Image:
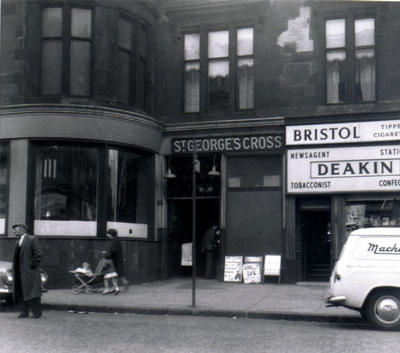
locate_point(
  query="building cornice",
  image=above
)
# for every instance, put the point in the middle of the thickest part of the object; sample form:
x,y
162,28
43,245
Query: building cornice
x,y
81,110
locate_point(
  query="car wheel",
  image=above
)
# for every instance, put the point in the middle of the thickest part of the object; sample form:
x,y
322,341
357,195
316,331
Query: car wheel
x,y
76,289
382,309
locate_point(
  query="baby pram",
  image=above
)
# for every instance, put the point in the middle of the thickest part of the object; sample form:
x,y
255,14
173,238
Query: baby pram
x,y
87,281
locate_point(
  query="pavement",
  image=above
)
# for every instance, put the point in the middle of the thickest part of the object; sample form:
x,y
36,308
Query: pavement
x,y
301,301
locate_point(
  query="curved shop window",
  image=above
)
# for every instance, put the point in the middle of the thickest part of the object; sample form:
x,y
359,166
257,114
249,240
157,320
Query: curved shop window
x,y
83,190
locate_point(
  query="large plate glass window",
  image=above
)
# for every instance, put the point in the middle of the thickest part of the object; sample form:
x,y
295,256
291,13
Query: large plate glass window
x,y
126,193
65,198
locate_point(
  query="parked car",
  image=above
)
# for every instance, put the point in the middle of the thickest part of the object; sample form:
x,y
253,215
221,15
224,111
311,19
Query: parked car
x,y
366,277
6,280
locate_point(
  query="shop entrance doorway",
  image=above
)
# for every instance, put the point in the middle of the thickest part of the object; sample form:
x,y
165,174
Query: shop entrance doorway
x,y
316,244
180,232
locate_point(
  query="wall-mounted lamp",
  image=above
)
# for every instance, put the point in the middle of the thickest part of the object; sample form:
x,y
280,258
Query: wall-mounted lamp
x,y
169,174
214,171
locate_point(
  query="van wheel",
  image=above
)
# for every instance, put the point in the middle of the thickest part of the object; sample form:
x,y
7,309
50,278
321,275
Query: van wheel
x,y
382,309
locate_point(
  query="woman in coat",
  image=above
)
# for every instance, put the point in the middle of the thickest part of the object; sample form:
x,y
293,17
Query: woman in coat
x,y
116,254
27,283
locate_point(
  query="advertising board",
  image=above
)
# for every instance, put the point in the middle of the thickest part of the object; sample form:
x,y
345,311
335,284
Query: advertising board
x,y
343,169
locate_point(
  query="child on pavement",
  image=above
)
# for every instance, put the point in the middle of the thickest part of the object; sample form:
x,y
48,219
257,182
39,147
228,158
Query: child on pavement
x,y
110,277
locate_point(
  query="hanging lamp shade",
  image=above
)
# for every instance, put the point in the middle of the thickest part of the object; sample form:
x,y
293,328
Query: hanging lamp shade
x,y
214,171
169,174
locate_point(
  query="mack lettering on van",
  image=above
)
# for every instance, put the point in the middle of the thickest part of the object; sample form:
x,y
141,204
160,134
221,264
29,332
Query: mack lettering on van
x,y
383,250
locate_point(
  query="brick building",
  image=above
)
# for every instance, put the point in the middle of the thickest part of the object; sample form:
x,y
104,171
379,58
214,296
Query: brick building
x,y
294,104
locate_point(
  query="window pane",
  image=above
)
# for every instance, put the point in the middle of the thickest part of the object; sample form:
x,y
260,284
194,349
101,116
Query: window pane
x,y
218,84
80,68
192,87
365,31
218,44
254,171
365,75
123,77
51,67
123,196
66,190
141,83
245,41
143,41
246,83
3,186
81,23
335,33
336,73
372,213
52,19
124,34
192,46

::::

■ **Directions for this task**: Write out every record above exactly as it stands, but leave out the pictures.

■ **Output of the exercise**:
Image:
locate_point(
  query="building cornice",
  image=above
)
# for every instance, put the point in the middle of the thickest part of the object; sample form:
x,y
162,28
43,245
Query: building cornice
x,y
81,110
locate_point(
  query="car wheel",
  image=above
)
# for every instance, put the point in the middle of the thickest part of the object; sample form:
x,y
322,341
357,195
316,331
Query: car wheel
x,y
76,289
382,309
locate_point(
  query="baby pram",
  image=above
)
# for every instance, put the point in the middle of the thickest part of the object; sample form:
x,y
255,14
173,238
Query: baby pram
x,y
87,281
locate_point(
  query="pavement",
  image=above
)
# for every instance, put the point in the middle of the thickest part of the object; sample form:
x,y
36,308
Query: pavement
x,y
301,301
locate_point(
  query="curved shop window",
  image=above
)
# for every instance, put the point in the middle of the thickest part of the object; sample form:
x,y
359,166
257,114
249,240
157,320
Query: curved shop window
x,y
83,190
locate_point(
  query="large plate glass window",
  image=above
)
# for every instance, put the point in the middle of the thickest part of the object; sample form:
x,y
295,256
291,13
Query: large plate glass window
x,y
126,193
65,198
locate_point(
  query="parked car",
  image=above
)
# for every instance, put the point in the middle of the thickest part of the object; sample form:
x,y
253,215
221,15
224,111
311,19
Query: parked car
x,y
366,277
6,280
locate_point(
  query="shop entrance doorway",
  image=above
)
# for every instance, put the point in the middle of the thickest part of the object; sample form:
x,y
165,174
Query: shop entrance doorway
x,y
316,244
180,232
locate_point(
  query="wall-mounted lamp",
  image=above
)
# for every instance, put the point in the middle of the thickest part of the object; sample form:
x,y
280,258
Query: wall-mounted lamp
x,y
169,174
214,171
locate_point(
  query="van wheel",
  image=above
)
# for every instance, put the point in the middle of the thickest part of the object; sample form:
x,y
7,309
50,278
321,275
Query: van wheel
x,y
382,309
locate_point(
  query="woman in coat",
  image=above
)
# for every instance, put the point in the middle of the thickest part of the object; sample form:
x,y
293,17
Query: woman in coat
x,y
116,254
27,283
locate_point(
  query="advertising board",
  image=above
)
# for every instance, put the point in the middle of the thickest part of the object; sample form:
x,y
345,311
335,284
Query: advertising board
x,y
343,169
locate_point(
  query="child on pavement",
  image=above
)
# for every instance, put the point in the middle of the thickest part of the object; sample form:
x,y
48,219
257,182
39,147
228,158
Query: child on pavement
x,y
110,277
locate_point(
  query="hanging lamp shade",
  image=above
)
# for every instance, put the point in the middle of the thickest part of the object; sample form:
x,y
293,328
Query: hanging lamp shade
x,y
214,171
169,174
locate_point(
  query="mack lettering on van",
  image=above
)
# for every instance, put the point in the middle of the thickest part of the object; sample form:
x,y
141,204
160,134
221,264
29,332
Query: mack lettering on van
x,y
383,250
locate_point(
  query="brick building",
  image=above
)
# for every instance, put the point in the middle of the thickest part of the object; sample form:
x,y
104,171
379,58
214,296
Query: brick building
x,y
294,104
locate_point(
  query="window pane",
  image=above
)
# for every instance, put the point in the middle of the thickest part of the object; sample form:
x,y
260,284
194,349
101,116
Query: window pane
x,y
218,84
80,68
192,87
365,31
218,44
254,171
365,75
123,77
51,67
123,196
66,190
141,83
245,41
143,41
246,83
3,186
81,23
335,33
336,73
372,213
52,19
124,34
192,46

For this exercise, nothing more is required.